OBJECTIVES:
**A.** From the passage on Chinese inflation, list each figure labeled "YoY" along with what it measures.
**B.** Please repeat the passage on Chinese inflation between "Inflation equals monetary" and "investors in particular.", inclusive, swapping "PBOC" for "central bank".
**C.** Extend the piece on Chinese inflation and monetary tightening, picking up after its final sentence.

--- START OF PASSAGE ---

Inflation equals monetary tightening equals asset deflation
Victor Shih | May 14, 2008

The rumors were correct. April inflation came in at 8.5%, showing no sign of slowing from the 8% range first reached in February. This will not allow the People's Bank of China (PBOC) to relax monetary policies. In fact, we can expect further increases in reserve requirements and quite possibly an interest rate increase before the end of the first half. As soon as the inflation rate was announced, the PBOC announced a 50 bp increase in reserve requirement, bumping it to 16.5%. This means unfavorable conditions will continue for both the equity and real estate markets. The continuation of monetary tightening may create a world of trouble for real estate investors in particular.

First, let's look at the inflation. Most of it still comes from food inflation, which grew by 22.1% YoY. The problem continues to be that once pork prices shot into the stratosphere, other food categories became very vulnerable to even small shocks because substitution puts high pressure on the prices of all foods. The latest fire to watch for is of course grain prices, which grew 7.4% YoY. The increase in grain prices is likely under-counted because of administrative control over grain prices. Non-food inflation remains relatively low at 1.8%. In fact, official figures show a decline in clothing prices in April. I am totally unconvinced of the official figures in this regard, however. A significant part of wage in many work places in China is food provided by the company cafeteria. As the prices of all food categories increase, the in-kind nominal wage of workers is increasing. Even if cash wage does not increase (big if), companies may soon find it necessary to increase product prices to reflect increasing wage costs. Of course, rising energy prices do not help (7% YoY even with price control).

--- END OF PASSAGE ---
--- START OF GIVEN DATA ---

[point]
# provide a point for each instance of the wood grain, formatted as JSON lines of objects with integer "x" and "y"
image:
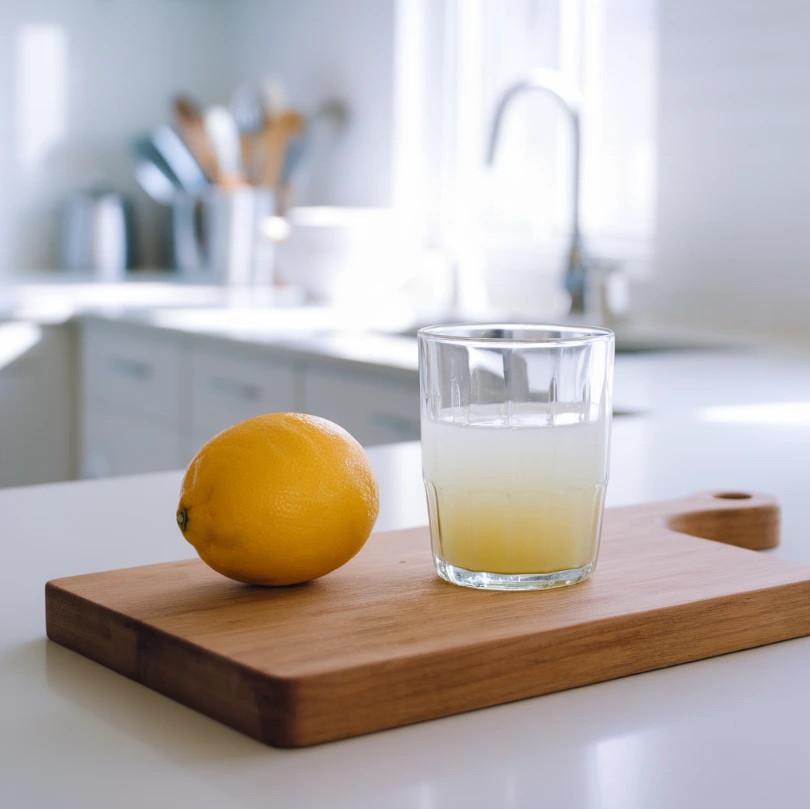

--- END OF GIVEN DATA ---

RESULTS IN ORDER:
**A.**
- Food inflation: 22.1%
- Grain prices: 7.4%
- Energy prices: 7% (even with price control)

**B.**
Inflation equals monetary tightening equals asset deflation
Victor Shih | May 14, 2008

The rumors were correct. April inflation came in at 8.5%, showing no sign of slowing from the 8% range first reached in February. This will not allow the People's Bank of China (central bank) to relax monetary policies. In fact, we can expect further increases in reserve requirements and quite possibly an interest rate increase before the end of the first half. As soon as the inflation rate was announced, the central bank announced a 50 bp increase in reserve requirement, bumping it to 16.5%. This means unfavorable conditions will continue for both the equity and real estate markets. The continuation of monetary tightening may create a world of trouble for real estate investors in particular.

**C.**
The bottom line is that the food inflation will soon leak into non-food inflation in the official figures, which will sustain inflation momentum into the second half. I don't have a fancy model to predict the precise level, but this game of adjusting annual inflation estimate upward slightly every month because of the "surprising" inflation of that month is getting tiresome. I think major banks, the IMF, and the World Bank should just admit that annual inflation in China will be above 5% and will likely be closer to 7-8%.

Since late last years when inflation emerged as a problem, top policy makers have engaged in a latent debate on whether monetary tightening was a cure of inflation. Premier Wen Jiabao and a group of technocrats who fought the mid 90s war against inflation initially carried the day in the November (2007) Politburo meeting, which announced that inflation was threat number one for the regime. Soon after, we saw a series of increases in reserve requirements, an interest rate increase, and --perhaps most important-- credit ceiling on bank lending and a 30% down payment requirement for second mortgages. We know, however, that there is an opposing voice at the top of the regime. Princeling officials (princelings are children of high officials) with heavy ties to the real estate sector likely form the backbone of the opposing voice. The opposition has formulated an argument stating that inflation is caused by the "structural" problem of an artificially low RMB, which led to the monetary problem. At the March National People's Congress meeting, the opposition came out in the open to criticize continual monetary tightening. Li Yining, a Hayekian economist with ties with the real estate sector, articulated this argument in public. Nonetheless, as my book Factions and Finance in China shows, monetary conservatives--the central technocrats-- gained the upper hand whenever inflation rates were high.

To be sure, 8% is far from the record inflation in the past 30 years (around 30% was the record), but we certainly have not seen quarterly inflation at 8% since the mid-90s. The sustained inflation pressure will give Premier Wen the political leverage with which to continue tight monetary policy. His newly appointed helper, Vice Premier Wang Qishan, is a veteran inflation fighter first promoted by former economic czar Premier Zhu Rongji. At a recent speech given in Shanghai, he made it very clear that he will make fighting inflation a top priority and that fixed asset investment needed to be brought down to "a reasonable level." As long as inflation rates remain at a high level, I do not expect the technocrats to relax their grip on money supply.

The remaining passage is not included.